§ **Provided records**
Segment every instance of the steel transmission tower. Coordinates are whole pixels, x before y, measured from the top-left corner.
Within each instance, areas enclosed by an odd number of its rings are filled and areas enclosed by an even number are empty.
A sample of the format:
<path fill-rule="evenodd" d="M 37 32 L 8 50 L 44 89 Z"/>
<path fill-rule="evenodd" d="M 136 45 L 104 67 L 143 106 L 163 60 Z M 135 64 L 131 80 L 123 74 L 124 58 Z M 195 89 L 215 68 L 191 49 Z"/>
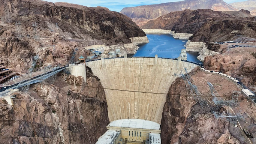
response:
<path fill-rule="evenodd" d="M 6 8 L 5 8 L 5 22 L 7 23 L 12 23 L 12 20 L 10 15 L 10 10 Z"/>
<path fill-rule="evenodd" d="M 237 103 L 238 95 L 233 94 L 232 97 L 232 100 L 224 100 L 220 97 L 216 91 L 213 86 L 209 82 L 207 82 L 209 88 L 211 91 L 211 93 L 213 98 L 212 101 L 217 106 L 222 105 L 229 106 L 230 108 L 235 107 Z"/>
<path fill-rule="evenodd" d="M 34 38 L 37 41 L 38 41 L 38 38 L 36 33 L 37 25 L 36 22 L 32 22 L 32 26 L 33 27 L 33 36 Z"/>
<path fill-rule="evenodd" d="M 38 55 L 34 58 L 31 67 L 29 69 L 29 71 L 26 75 L 23 77 L 22 80 L 20 82 L 17 87 L 16 89 L 19 89 L 20 91 L 25 93 L 27 92 L 29 88 L 33 71 L 36 64 L 36 62 L 39 58 L 39 56 Z"/>
<path fill-rule="evenodd" d="M 21 24 L 20 22 L 20 20 L 19 20 L 18 22 L 17 22 L 17 20 L 15 21 L 15 25 L 16 26 L 16 32 L 17 34 L 17 36 L 19 38 L 22 38 L 23 35 L 21 29 Z"/>
<path fill-rule="evenodd" d="M 220 113 L 215 111 L 213 111 L 213 113 L 217 118 L 219 118 L 235 125 L 236 125 L 237 123 L 241 119 L 243 119 L 245 121 L 243 117 L 239 113 Z"/>
<path fill-rule="evenodd" d="M 186 87 L 189 91 L 191 92 L 191 93 L 195 94 L 195 95 L 193 97 L 194 99 L 197 103 L 198 102 L 202 107 L 203 108 L 203 106 L 208 105 L 207 102 L 202 98 L 202 96 L 203 96 L 203 95 L 198 91 L 197 87 L 191 83 L 191 81 L 193 81 L 193 80 L 188 74 L 187 69 L 184 68 L 184 69 L 186 72 L 186 74 L 182 74 L 182 70 L 181 72 L 180 75 L 184 80 L 185 83 L 186 84 Z"/>

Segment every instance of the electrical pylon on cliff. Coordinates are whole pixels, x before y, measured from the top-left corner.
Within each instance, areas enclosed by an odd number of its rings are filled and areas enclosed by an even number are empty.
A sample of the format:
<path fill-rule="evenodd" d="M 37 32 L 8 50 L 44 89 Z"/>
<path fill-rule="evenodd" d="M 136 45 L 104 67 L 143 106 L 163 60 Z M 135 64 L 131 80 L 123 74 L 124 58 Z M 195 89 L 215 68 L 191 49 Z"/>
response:
<path fill-rule="evenodd" d="M 243 116 L 239 113 L 220 113 L 215 111 L 213 111 L 213 113 L 217 118 L 220 118 L 235 125 L 236 125 L 237 123 L 242 119 L 245 121 Z"/>
<path fill-rule="evenodd" d="M 188 74 L 187 69 L 185 68 L 184 68 L 184 69 L 186 72 L 186 74 L 183 74 L 182 70 L 181 72 L 180 75 L 181 76 L 184 80 L 184 82 L 185 82 L 185 83 L 186 84 L 186 87 L 189 91 L 191 92 L 190 92 L 191 94 L 195 94 L 195 95 L 193 97 L 194 99 L 197 102 L 197 103 L 199 103 L 202 107 L 203 108 L 203 106 L 208 105 L 208 104 L 206 100 L 202 97 L 202 96 L 203 96 L 203 95 L 198 90 L 197 87 L 195 85 L 193 85 L 191 83 L 191 81 L 193 81 L 193 79 Z"/>
<path fill-rule="evenodd" d="M 20 20 L 18 21 L 15 21 L 15 25 L 16 26 L 16 32 L 17 34 L 17 37 L 20 38 L 21 38 L 23 37 L 22 34 L 22 30 L 21 29 L 21 24 L 20 22 Z"/>
<path fill-rule="evenodd" d="M 7 23 L 11 23 L 12 20 L 10 14 L 10 10 L 5 8 L 5 17 Z"/>
<path fill-rule="evenodd" d="M 39 58 L 39 56 L 38 55 L 34 57 L 32 63 L 31 64 L 31 67 L 29 69 L 29 71 L 26 75 L 23 77 L 22 80 L 21 81 L 17 86 L 16 89 L 19 89 L 20 91 L 25 93 L 27 92 L 28 91 L 29 87 L 29 83 L 32 77 L 33 70 L 35 66 L 37 61 Z M 28 84 L 25 84 L 25 83 L 28 83 Z M 25 84 L 26 85 L 24 86 Z"/>
<path fill-rule="evenodd" d="M 209 82 L 207 82 L 209 88 L 211 91 L 212 95 L 213 96 L 212 101 L 217 106 L 220 105 L 226 106 L 230 108 L 236 106 L 238 98 L 238 95 L 233 94 L 231 100 L 224 100 L 220 97 L 216 91 L 213 86 Z"/>
<path fill-rule="evenodd" d="M 33 37 L 36 40 L 38 41 L 39 38 L 37 34 L 37 25 L 36 22 L 32 22 L 32 26 L 33 27 Z"/>

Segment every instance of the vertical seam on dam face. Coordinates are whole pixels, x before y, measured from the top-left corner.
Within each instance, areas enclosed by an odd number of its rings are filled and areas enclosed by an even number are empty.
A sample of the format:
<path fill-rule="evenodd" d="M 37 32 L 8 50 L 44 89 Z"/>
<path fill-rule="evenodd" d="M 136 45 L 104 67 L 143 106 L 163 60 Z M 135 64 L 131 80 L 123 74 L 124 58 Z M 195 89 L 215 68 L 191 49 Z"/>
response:
<path fill-rule="evenodd" d="M 101 59 L 86 62 L 105 88 L 167 93 L 186 68 L 190 72 L 197 65 L 186 62 L 156 58 Z M 160 124 L 166 95 L 105 89 L 110 122 L 138 118 Z"/>

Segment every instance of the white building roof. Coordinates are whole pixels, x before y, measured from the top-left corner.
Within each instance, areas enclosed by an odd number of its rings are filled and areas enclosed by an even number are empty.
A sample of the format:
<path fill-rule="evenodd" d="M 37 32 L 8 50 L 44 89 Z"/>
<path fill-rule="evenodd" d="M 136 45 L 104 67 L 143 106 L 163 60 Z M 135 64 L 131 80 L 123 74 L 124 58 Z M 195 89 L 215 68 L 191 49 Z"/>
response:
<path fill-rule="evenodd" d="M 108 130 L 103 135 L 101 136 L 95 144 L 109 144 L 112 141 L 112 138 L 111 135 L 113 134 L 116 134 L 116 130 Z"/>
<path fill-rule="evenodd" d="M 251 92 L 251 91 L 248 89 L 243 89 L 242 90 L 242 91 L 245 93 L 247 96 L 254 95 L 254 94 L 253 93 Z"/>
<path fill-rule="evenodd" d="M 160 130 L 160 124 L 156 122 L 141 119 L 122 119 L 112 121 L 108 126 Z"/>
<path fill-rule="evenodd" d="M 161 144 L 161 136 L 158 134 L 149 133 L 149 136 L 151 136 L 151 140 L 149 141 L 150 144 Z"/>

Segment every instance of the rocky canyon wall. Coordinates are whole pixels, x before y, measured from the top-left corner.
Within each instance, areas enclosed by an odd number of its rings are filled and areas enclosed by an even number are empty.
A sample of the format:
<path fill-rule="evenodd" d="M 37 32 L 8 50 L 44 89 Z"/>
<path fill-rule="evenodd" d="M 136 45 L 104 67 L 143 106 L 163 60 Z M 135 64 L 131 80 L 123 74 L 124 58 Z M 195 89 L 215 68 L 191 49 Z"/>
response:
<path fill-rule="evenodd" d="M 148 43 L 149 39 L 148 39 L 146 36 L 145 37 L 134 37 L 129 38 L 131 40 L 131 42 L 134 44 L 143 44 L 144 43 Z"/>
<path fill-rule="evenodd" d="M 188 38 L 193 35 L 192 34 L 175 33 L 175 32 L 171 30 L 167 29 L 142 29 L 142 30 L 146 33 L 169 34 L 173 36 L 175 38 L 180 39 L 188 40 Z"/>
<path fill-rule="evenodd" d="M 0 99 L 0 143 L 95 143 L 107 130 L 107 106 L 99 80 L 86 70 L 86 84 L 61 75 L 62 87 L 40 84 L 16 94 L 13 107 Z M 70 94 L 61 89 L 67 84 Z"/>
<path fill-rule="evenodd" d="M 206 82 L 208 81 L 212 82 L 214 79 L 222 78 L 218 76 L 213 77 L 213 75 L 196 69 L 193 74 L 191 74 L 191 75 L 194 80 L 194 84 L 197 86 L 203 86 L 202 83 L 206 84 Z M 205 88 L 204 87 L 198 87 L 201 90 Z M 228 110 L 225 110 L 225 107 L 211 106 L 205 106 L 202 108 L 200 105 L 196 103 L 193 97 L 189 95 L 191 94 L 190 92 L 185 88 L 183 80 L 180 78 L 176 79 L 169 88 L 161 121 L 162 143 L 245 144 L 249 142 L 240 128 L 234 128 L 233 124 L 216 118 L 212 113 L 213 110 L 223 112 L 224 111 L 228 111 Z M 221 92 L 226 90 L 222 89 L 220 90 Z M 200 91 L 203 92 L 202 90 Z M 255 106 L 245 104 L 246 99 L 242 100 L 239 105 L 243 107 L 242 110 L 240 111 L 243 116 L 246 118 L 246 123 L 248 124 L 245 124 L 249 125 L 248 128 L 250 130 L 253 130 L 255 124 L 252 120 L 255 118 L 255 118 L 255 116 L 250 109 Z M 240 123 L 242 122 L 241 122 Z M 243 127 L 243 124 L 241 124 Z"/>

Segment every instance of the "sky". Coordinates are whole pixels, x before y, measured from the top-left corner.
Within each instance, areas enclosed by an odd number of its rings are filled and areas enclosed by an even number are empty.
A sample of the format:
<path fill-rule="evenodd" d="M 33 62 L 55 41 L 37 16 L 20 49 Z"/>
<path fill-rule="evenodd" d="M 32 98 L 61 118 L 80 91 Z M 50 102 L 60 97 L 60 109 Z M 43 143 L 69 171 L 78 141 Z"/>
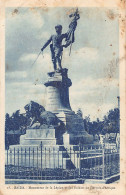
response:
<path fill-rule="evenodd" d="M 6 112 L 10 115 L 31 100 L 46 105 L 44 82 L 53 71 L 47 47 L 34 65 L 40 49 L 55 25 L 67 32 L 73 8 L 6 8 L 5 69 Z M 64 49 L 62 67 L 68 68 L 72 81 L 69 89 L 73 111 L 81 108 L 83 117 L 103 119 L 117 107 L 119 95 L 118 10 L 79 8 L 80 19 L 75 31 L 71 55 Z"/>

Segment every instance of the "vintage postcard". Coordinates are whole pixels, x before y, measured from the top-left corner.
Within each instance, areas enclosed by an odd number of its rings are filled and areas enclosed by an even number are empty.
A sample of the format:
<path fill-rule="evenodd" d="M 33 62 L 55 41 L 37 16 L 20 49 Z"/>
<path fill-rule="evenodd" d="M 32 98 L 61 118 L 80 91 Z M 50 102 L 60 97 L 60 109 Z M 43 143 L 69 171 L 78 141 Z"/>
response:
<path fill-rule="evenodd" d="M 0 8 L 0 194 L 125 194 L 125 1 Z"/>

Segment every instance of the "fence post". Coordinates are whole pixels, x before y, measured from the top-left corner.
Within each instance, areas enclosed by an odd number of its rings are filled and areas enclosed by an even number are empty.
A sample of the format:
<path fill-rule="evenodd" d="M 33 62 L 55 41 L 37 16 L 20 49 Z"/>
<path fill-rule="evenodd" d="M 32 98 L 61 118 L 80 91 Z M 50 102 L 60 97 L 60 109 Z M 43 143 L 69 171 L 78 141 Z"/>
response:
<path fill-rule="evenodd" d="M 105 149 L 104 149 L 104 144 L 103 144 L 102 145 L 102 179 L 105 179 L 104 166 L 105 166 Z"/>
<path fill-rule="evenodd" d="M 81 177 L 81 144 L 79 143 L 79 177 Z"/>

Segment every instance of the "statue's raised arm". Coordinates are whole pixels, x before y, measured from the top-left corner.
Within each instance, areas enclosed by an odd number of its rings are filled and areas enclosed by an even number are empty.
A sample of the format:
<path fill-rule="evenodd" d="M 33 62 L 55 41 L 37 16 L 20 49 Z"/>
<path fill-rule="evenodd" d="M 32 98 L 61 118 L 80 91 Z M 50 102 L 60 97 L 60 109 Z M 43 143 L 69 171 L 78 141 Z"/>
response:
<path fill-rule="evenodd" d="M 66 38 L 66 44 L 64 47 L 68 47 L 70 44 L 72 45 L 72 43 L 75 41 L 75 36 L 74 36 L 74 32 L 76 30 L 77 27 L 77 20 L 80 19 L 80 15 L 78 12 L 78 9 L 76 9 L 76 12 L 73 14 L 69 15 L 70 18 L 73 18 L 71 23 L 69 24 L 69 29 L 67 31 L 67 38 Z M 70 48 L 71 50 L 71 48 Z"/>
<path fill-rule="evenodd" d="M 80 15 L 78 13 L 78 9 L 76 9 L 76 12 L 69 15 L 70 18 L 72 18 L 71 23 L 69 24 L 69 29 L 65 34 L 62 34 L 62 25 L 56 25 L 55 30 L 56 34 L 51 35 L 48 41 L 43 45 L 41 48 L 41 51 L 50 45 L 50 51 L 51 51 L 51 57 L 52 57 L 52 62 L 53 62 L 53 67 L 54 70 L 57 70 L 57 65 L 58 69 L 62 70 L 61 66 L 61 61 L 62 61 L 62 53 L 63 53 L 63 48 L 68 47 L 70 45 L 70 52 L 71 52 L 71 46 L 72 43 L 75 41 L 74 38 L 74 32 L 76 30 L 77 26 L 77 20 L 80 18 Z M 66 43 L 62 45 L 62 41 L 65 39 Z"/>

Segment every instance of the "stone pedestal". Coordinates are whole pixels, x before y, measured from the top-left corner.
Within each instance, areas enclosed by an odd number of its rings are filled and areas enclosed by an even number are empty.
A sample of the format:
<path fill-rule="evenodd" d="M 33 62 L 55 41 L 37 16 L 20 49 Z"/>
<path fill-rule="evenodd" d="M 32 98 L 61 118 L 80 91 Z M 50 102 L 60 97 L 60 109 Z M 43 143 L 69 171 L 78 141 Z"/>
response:
<path fill-rule="evenodd" d="M 55 129 L 28 129 L 20 136 L 20 145 L 56 145 Z"/>
<path fill-rule="evenodd" d="M 55 114 L 72 112 L 69 102 L 69 87 L 72 82 L 67 76 L 67 71 L 67 69 L 62 69 L 60 72 L 48 73 L 48 81 L 44 83 L 46 86 L 47 111 Z M 64 117 L 61 116 L 61 118 Z"/>

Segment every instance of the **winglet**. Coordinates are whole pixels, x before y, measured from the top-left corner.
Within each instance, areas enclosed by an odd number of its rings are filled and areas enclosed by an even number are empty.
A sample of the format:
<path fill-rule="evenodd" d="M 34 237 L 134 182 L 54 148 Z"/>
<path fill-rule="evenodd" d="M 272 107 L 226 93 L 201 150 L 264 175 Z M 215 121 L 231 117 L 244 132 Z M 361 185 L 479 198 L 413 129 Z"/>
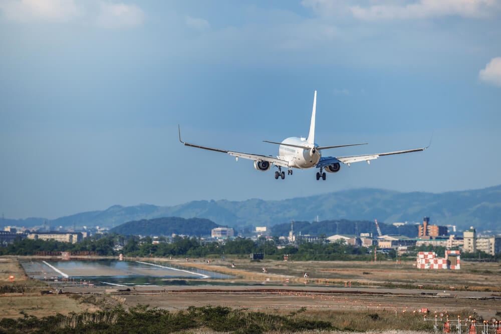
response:
<path fill-rule="evenodd" d="M 313 111 L 312 112 L 312 120 L 310 123 L 310 133 L 308 134 L 307 141 L 308 144 L 315 144 L 315 116 L 317 110 L 317 91 L 313 96 Z"/>
<path fill-rule="evenodd" d="M 179 126 L 179 124 L 177 125 L 177 130 L 179 131 L 179 141 L 183 144 L 184 144 L 184 142 L 181 140 L 181 127 Z"/>
<path fill-rule="evenodd" d="M 430 138 L 430 142 L 429 142 L 429 143 L 428 143 L 428 146 L 426 146 L 426 147 L 425 147 L 425 148 L 424 148 L 424 149 L 425 149 L 425 150 L 426 150 L 426 149 L 427 149 L 427 148 L 428 148 L 428 147 L 429 147 L 430 146 L 431 146 L 431 140 L 432 140 L 433 139 L 433 132 L 432 132 L 432 133 L 431 133 L 431 138 Z"/>

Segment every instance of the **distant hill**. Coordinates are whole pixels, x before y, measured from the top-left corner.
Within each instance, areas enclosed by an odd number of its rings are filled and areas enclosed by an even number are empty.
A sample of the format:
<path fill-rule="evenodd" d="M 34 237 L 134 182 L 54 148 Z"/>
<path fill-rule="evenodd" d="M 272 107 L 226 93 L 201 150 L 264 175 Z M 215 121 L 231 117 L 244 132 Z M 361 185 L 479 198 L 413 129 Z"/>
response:
<path fill-rule="evenodd" d="M 414 224 L 405 225 L 397 227 L 391 224 L 379 223 L 379 227 L 383 234 L 400 234 L 409 237 L 417 236 L 417 226 Z M 374 221 L 367 220 L 324 220 L 310 223 L 308 221 L 295 221 L 294 231 L 296 234 L 325 234 L 329 236 L 333 234 L 359 235 L 361 233 L 372 233 L 377 235 L 377 230 Z M 291 229 L 291 223 L 279 224 L 272 227 L 272 235 L 287 235 Z"/>
<path fill-rule="evenodd" d="M 179 217 L 168 217 L 129 221 L 114 227 L 111 232 L 126 235 L 170 236 L 175 233 L 205 236 L 210 235 L 210 230 L 218 226 L 218 225 L 208 219 L 199 218 L 185 219 Z"/>
<path fill-rule="evenodd" d="M 253 199 L 193 201 L 174 206 L 115 205 L 103 211 L 62 217 L 49 224 L 111 227 L 131 220 L 176 216 L 206 218 L 217 224 L 234 227 L 272 226 L 288 223 L 293 219 L 311 221 L 317 215 L 323 220 L 372 221 L 377 218 L 386 223 L 418 222 L 429 216 L 432 223 L 456 225 L 460 229 L 473 225 L 479 230 L 498 230 L 501 229 L 501 185 L 439 194 L 359 189 L 279 201 Z M 9 221 L 10 225 L 24 224 L 14 220 Z"/>

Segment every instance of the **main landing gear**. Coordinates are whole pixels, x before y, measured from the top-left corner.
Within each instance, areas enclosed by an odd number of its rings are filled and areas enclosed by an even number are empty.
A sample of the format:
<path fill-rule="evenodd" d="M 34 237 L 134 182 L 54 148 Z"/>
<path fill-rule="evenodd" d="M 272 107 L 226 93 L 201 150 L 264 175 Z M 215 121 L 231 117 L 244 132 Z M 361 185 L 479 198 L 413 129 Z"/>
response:
<path fill-rule="evenodd" d="M 317 181 L 320 180 L 321 177 L 322 178 L 322 180 L 325 181 L 327 176 L 325 175 L 325 172 L 324 172 L 323 170 L 324 169 L 322 168 L 322 167 L 320 167 L 320 172 L 317 172 Z"/>
<path fill-rule="evenodd" d="M 287 174 L 292 175 L 292 171 L 289 169 L 287 171 Z M 282 167 L 279 167 L 279 171 L 278 172 L 275 172 L 275 179 L 278 180 L 279 178 L 282 178 L 282 180 L 285 178 L 285 172 L 283 172 L 282 170 Z"/>

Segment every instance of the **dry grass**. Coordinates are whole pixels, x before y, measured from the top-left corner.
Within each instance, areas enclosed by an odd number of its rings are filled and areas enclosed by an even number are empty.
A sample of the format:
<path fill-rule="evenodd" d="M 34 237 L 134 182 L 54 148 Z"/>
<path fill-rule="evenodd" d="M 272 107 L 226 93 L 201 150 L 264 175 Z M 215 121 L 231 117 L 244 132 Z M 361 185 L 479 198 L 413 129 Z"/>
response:
<path fill-rule="evenodd" d="M 28 279 L 24 270 L 21 268 L 17 259 L 14 256 L 0 257 L 0 282 L 9 282 L 9 277 L 14 275 L 15 281 L 23 281 Z"/>
<path fill-rule="evenodd" d="M 0 318 L 18 318 L 22 311 L 37 317 L 67 314 L 71 312 L 94 312 L 99 309 L 94 305 L 81 303 L 65 295 L 0 297 Z"/>
<path fill-rule="evenodd" d="M 150 259 L 165 261 L 165 259 Z M 203 261 L 203 262 L 202 262 Z M 309 281 L 317 284 L 343 285 L 345 281 L 353 284 L 389 287 L 401 286 L 415 288 L 418 285 L 439 290 L 456 289 L 471 291 L 501 291 L 501 264 L 497 262 L 465 262 L 459 270 L 422 270 L 413 265 L 413 261 L 381 261 L 376 263 L 363 261 L 290 261 L 265 260 L 251 262 L 247 259 L 214 260 L 206 264 L 203 259 L 186 263 L 172 260 L 177 265 L 216 271 L 237 276 L 235 280 L 284 281 L 302 282 L 305 272 L 310 274 Z M 236 268 L 231 268 L 234 262 Z M 269 272 L 263 273 L 266 267 Z"/>

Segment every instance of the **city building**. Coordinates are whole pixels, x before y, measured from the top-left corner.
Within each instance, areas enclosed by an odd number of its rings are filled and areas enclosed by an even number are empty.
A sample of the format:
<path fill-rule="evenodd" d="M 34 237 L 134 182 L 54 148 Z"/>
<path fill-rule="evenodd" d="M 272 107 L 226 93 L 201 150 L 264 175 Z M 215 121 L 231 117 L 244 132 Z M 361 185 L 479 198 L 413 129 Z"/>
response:
<path fill-rule="evenodd" d="M 461 268 L 460 253 L 459 250 L 446 250 L 445 257 L 437 257 L 435 252 L 419 252 L 416 258 L 418 269 Z"/>
<path fill-rule="evenodd" d="M 399 246 L 414 246 L 415 239 L 409 239 L 405 235 L 387 234 L 377 239 L 377 245 L 380 248 L 397 248 Z"/>
<path fill-rule="evenodd" d="M 213 238 L 227 238 L 234 235 L 234 232 L 231 227 L 216 227 L 210 232 L 210 236 Z"/>
<path fill-rule="evenodd" d="M 9 231 L 0 231 L 0 246 L 5 246 L 12 243 L 18 237 L 24 238 L 26 237 L 26 235 Z"/>
<path fill-rule="evenodd" d="M 477 238 L 476 250 L 491 255 L 501 252 L 501 236 Z"/>
<path fill-rule="evenodd" d="M 463 239 L 465 252 L 474 253 L 480 250 L 491 255 L 501 252 L 501 236 L 478 237 L 476 230 L 471 226 L 463 232 Z"/>
<path fill-rule="evenodd" d="M 476 231 L 473 226 L 463 232 L 463 249 L 465 252 L 474 253 L 476 251 Z"/>
<path fill-rule="evenodd" d="M 33 240 L 54 240 L 76 243 L 82 241 L 82 233 L 80 232 L 36 232 L 28 233 L 28 238 Z"/>
<path fill-rule="evenodd" d="M 434 247 L 447 247 L 447 238 L 433 238 L 433 239 L 422 239 L 418 238 L 415 239 L 416 246 L 433 246 Z"/>
<path fill-rule="evenodd" d="M 296 237 L 296 240 L 302 242 L 311 242 L 313 243 L 322 243 L 324 242 L 324 238 L 321 238 L 318 235 L 312 235 L 311 234 L 300 234 Z"/>
<path fill-rule="evenodd" d="M 429 222 L 429 217 L 425 217 L 423 218 L 423 224 L 418 226 L 418 237 L 424 238 L 447 235 L 448 233 L 447 226 L 430 225 Z"/>
<path fill-rule="evenodd" d="M 327 240 L 329 242 L 338 242 L 341 240 L 344 240 L 347 245 L 351 245 L 356 247 L 360 247 L 362 245 L 362 239 L 356 235 L 351 235 L 348 234 L 334 234 L 327 238 Z"/>
<path fill-rule="evenodd" d="M 348 242 L 348 240 L 350 240 L 351 238 L 355 237 L 354 235 L 347 235 L 345 234 L 334 234 L 334 235 L 331 235 L 330 237 L 327 237 L 327 240 L 329 241 L 330 242 L 336 242 L 341 240 L 344 240 L 345 242 Z"/>

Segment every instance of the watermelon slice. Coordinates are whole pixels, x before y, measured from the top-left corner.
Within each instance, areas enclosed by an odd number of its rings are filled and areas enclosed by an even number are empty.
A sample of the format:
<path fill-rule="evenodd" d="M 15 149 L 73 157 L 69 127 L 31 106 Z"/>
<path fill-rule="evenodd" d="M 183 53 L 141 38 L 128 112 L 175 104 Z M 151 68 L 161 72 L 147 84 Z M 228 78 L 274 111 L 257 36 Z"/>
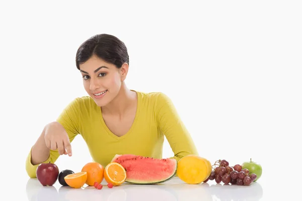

§ **Objective**
Please count how many lines of the records above contain the string "building", matching case exactly, and give only that number.

§ **Task answer**
2